Object point labels:
• • • • •
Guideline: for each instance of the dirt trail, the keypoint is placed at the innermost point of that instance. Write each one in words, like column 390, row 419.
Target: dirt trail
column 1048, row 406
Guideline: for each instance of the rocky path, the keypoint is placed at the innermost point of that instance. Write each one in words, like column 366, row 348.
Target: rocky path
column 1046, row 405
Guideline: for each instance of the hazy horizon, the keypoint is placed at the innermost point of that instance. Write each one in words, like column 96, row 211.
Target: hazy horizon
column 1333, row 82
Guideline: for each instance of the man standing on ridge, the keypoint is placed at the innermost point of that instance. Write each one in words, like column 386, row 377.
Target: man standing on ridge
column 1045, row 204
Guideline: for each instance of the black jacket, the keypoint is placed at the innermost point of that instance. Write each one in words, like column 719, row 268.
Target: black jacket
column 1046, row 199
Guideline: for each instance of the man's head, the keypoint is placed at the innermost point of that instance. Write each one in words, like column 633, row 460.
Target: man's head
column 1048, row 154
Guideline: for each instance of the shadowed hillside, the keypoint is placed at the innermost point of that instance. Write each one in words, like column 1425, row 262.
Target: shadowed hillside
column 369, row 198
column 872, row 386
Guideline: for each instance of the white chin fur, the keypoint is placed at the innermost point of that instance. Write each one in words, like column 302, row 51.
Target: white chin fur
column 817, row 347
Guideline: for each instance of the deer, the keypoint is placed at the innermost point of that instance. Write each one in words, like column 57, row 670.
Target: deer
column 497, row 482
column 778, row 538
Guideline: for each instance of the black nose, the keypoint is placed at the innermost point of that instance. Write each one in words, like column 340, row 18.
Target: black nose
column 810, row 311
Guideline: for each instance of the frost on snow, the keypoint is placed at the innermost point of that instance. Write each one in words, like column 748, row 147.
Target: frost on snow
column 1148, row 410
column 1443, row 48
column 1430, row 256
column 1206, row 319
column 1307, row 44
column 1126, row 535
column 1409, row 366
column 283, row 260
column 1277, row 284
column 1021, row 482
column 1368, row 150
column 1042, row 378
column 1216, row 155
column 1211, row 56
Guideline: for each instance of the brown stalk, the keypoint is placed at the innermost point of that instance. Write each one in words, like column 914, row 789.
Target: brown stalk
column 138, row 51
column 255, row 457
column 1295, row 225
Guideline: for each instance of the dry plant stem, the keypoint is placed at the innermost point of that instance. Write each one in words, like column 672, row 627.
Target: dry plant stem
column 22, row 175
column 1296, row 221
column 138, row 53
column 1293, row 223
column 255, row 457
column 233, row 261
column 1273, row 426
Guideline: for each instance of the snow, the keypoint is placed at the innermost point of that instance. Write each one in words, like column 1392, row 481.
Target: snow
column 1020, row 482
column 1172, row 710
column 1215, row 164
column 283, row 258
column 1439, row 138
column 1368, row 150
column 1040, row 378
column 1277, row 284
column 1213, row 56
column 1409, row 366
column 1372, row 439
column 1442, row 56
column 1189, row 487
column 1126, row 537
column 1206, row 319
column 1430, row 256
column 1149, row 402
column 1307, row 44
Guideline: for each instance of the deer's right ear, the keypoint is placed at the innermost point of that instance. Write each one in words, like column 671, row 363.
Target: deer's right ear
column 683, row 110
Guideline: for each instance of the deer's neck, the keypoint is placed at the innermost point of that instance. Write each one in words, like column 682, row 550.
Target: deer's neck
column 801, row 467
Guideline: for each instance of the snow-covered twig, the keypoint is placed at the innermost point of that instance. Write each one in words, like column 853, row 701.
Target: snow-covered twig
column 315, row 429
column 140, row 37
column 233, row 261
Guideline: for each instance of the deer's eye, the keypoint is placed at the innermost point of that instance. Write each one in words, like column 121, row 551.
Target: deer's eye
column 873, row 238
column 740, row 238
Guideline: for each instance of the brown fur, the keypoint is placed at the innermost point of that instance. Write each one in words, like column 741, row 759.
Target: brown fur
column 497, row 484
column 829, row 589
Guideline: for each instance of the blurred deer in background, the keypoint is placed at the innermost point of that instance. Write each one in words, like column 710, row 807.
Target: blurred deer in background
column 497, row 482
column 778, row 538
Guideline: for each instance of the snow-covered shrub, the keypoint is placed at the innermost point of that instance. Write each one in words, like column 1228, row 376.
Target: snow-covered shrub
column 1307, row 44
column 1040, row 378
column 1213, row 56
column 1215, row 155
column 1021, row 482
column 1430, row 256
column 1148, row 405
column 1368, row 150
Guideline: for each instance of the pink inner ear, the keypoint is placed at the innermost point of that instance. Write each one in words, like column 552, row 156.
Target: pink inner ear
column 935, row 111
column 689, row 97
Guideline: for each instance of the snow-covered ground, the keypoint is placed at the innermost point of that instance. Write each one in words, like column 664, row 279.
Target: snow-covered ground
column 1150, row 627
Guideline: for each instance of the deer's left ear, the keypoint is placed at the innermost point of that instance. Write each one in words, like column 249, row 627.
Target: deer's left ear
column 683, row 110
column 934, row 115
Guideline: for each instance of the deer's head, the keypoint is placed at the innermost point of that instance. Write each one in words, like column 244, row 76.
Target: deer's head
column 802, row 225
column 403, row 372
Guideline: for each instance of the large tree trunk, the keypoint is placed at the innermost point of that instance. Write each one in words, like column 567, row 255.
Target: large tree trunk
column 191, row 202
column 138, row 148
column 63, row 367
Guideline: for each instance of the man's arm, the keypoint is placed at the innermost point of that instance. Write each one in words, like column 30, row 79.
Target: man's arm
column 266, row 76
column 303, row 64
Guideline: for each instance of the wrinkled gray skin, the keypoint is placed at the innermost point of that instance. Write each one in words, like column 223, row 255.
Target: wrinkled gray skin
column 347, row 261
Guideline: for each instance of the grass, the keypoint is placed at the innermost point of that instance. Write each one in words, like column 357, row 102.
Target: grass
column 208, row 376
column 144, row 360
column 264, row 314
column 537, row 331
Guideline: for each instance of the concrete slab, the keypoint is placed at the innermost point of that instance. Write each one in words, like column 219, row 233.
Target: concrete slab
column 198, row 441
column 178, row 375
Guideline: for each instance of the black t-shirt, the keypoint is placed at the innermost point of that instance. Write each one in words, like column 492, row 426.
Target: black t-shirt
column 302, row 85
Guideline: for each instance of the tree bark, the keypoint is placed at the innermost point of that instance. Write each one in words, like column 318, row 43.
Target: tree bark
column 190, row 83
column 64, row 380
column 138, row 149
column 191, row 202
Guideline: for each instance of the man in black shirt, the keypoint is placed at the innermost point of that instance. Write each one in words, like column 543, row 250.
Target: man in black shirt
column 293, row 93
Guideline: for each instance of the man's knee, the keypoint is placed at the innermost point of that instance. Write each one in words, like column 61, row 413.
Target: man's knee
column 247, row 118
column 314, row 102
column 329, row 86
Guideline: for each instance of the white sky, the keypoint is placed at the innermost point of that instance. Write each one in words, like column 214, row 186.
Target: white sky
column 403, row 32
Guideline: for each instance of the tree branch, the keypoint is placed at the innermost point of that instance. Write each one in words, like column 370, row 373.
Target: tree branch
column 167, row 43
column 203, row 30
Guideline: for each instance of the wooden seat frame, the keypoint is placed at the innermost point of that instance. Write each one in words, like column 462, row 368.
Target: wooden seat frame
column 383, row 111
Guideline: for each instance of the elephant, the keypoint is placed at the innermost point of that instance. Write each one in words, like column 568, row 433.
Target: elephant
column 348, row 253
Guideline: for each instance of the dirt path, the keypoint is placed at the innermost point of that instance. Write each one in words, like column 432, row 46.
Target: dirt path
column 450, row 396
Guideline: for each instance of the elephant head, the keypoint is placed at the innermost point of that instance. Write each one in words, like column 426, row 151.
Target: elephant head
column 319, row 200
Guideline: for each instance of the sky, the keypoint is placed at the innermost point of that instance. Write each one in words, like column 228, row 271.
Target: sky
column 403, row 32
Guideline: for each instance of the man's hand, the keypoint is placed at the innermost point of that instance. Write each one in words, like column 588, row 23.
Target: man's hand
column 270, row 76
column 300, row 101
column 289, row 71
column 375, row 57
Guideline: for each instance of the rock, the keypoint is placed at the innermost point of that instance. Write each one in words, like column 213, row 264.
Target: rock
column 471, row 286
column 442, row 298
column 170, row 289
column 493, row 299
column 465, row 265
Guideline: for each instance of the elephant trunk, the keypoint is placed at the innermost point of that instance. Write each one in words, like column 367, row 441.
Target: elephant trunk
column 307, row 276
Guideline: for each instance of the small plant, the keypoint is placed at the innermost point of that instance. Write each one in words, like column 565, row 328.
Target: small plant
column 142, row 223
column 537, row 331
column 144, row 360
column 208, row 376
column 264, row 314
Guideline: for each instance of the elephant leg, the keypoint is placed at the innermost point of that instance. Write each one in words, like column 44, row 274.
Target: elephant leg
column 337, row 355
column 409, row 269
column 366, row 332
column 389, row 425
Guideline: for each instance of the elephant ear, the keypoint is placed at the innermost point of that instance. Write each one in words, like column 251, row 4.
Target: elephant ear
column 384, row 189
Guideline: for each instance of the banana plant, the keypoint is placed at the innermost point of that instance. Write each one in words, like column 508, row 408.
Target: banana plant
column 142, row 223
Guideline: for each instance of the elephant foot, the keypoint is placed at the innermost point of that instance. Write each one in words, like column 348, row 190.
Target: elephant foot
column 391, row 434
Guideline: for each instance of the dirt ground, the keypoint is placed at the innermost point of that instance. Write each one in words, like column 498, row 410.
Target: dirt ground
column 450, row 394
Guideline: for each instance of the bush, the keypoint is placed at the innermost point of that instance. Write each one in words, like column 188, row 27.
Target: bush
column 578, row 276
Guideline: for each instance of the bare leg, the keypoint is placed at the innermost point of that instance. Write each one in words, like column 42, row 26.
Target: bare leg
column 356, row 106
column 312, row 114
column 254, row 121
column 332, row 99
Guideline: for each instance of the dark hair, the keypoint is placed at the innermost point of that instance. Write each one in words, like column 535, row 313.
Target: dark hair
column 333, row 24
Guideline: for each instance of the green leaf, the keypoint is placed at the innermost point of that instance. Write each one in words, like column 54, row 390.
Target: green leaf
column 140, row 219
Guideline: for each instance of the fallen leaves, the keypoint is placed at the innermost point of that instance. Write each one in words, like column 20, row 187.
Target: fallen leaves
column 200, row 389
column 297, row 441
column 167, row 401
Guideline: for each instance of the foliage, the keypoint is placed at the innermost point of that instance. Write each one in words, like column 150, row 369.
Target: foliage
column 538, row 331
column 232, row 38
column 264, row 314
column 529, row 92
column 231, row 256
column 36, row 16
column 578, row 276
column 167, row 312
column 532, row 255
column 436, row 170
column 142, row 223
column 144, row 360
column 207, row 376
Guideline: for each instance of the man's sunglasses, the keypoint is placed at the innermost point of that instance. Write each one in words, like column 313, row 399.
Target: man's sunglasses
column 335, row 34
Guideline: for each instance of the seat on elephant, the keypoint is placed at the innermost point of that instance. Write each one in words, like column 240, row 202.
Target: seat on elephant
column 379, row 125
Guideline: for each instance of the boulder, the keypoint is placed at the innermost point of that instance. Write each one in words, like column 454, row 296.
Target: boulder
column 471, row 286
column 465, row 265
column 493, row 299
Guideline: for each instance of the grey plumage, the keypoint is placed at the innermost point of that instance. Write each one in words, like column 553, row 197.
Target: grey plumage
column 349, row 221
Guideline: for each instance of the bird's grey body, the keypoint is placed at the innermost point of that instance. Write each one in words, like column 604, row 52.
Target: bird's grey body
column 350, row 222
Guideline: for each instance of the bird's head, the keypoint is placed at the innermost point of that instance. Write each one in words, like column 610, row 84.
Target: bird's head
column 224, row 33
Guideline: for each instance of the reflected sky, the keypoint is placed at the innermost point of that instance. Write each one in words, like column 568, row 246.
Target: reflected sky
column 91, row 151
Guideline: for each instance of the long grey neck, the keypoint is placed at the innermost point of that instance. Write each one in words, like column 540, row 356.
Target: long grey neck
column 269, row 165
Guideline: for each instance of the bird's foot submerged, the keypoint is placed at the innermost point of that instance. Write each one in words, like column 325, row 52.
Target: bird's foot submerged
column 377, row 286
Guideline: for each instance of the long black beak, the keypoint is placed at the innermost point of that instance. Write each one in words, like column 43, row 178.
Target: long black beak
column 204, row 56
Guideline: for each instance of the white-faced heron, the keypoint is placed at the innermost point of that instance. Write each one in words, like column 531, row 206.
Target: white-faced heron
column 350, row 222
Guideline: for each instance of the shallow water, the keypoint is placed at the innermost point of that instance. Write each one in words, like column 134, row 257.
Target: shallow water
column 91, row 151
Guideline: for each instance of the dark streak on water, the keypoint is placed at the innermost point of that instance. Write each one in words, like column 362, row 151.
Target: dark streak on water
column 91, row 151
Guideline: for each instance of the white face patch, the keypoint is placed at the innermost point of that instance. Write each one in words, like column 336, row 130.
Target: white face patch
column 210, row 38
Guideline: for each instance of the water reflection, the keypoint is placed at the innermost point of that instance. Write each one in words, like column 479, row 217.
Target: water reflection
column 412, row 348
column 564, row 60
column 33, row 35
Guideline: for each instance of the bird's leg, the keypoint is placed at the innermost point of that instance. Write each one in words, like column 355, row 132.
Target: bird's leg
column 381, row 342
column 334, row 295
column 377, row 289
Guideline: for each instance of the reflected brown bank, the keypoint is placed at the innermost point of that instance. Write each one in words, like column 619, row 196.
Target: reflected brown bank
• • • • •
Put everything from the start of the records down to the line containing "column 872, row 386" into a JSON list of strings, one string per line, with blank lines left out.

[
  "Guideline: for each instance of the dirt trail, the keypoint is placed at the innermost point of that instance. Write each one in words, like column 390, row 419.",
  "Target: dirt trail",
  "column 1048, row 406",
  "Guideline: for each instance of the rocky path, the keypoint is placed at the innermost point of that instance. Write each one in words, like column 366, row 348.",
  "Target: rocky path",
  "column 1046, row 405",
  "Guideline: for each instance of the hazy horizon, the keypoint is placed at the innermost point of that instance. Write each one in words, like column 96, row 211.",
  "Target: hazy horizon",
  "column 1333, row 82",
  "Guideline: for each instance of the man standing on ridge, the keypoint is placed at the innermost point of that instance. Write each one in words, like column 386, row 377.",
  "Target: man standing on ridge",
  "column 1045, row 204",
  "Guideline: for each instance of the black jacket, the keypoint is placed at the innermost point of that instance. Write each one in words, like column 719, row 268.",
  "Target: black jacket",
  "column 1046, row 199",
  "Guideline: for each instance of the man's head, the keypoint is placed at the innermost point of that instance. Write each one in words, like column 633, row 460.",
  "Target: man's head",
  "column 1048, row 154",
  "Guideline: for each instance of the shadowed hillside, the keypoint is placed at the innermost point of that instance. Write each one in words, like column 1425, row 262.",
  "Target: shadowed hillside",
  "column 369, row 198",
  "column 872, row 386"
]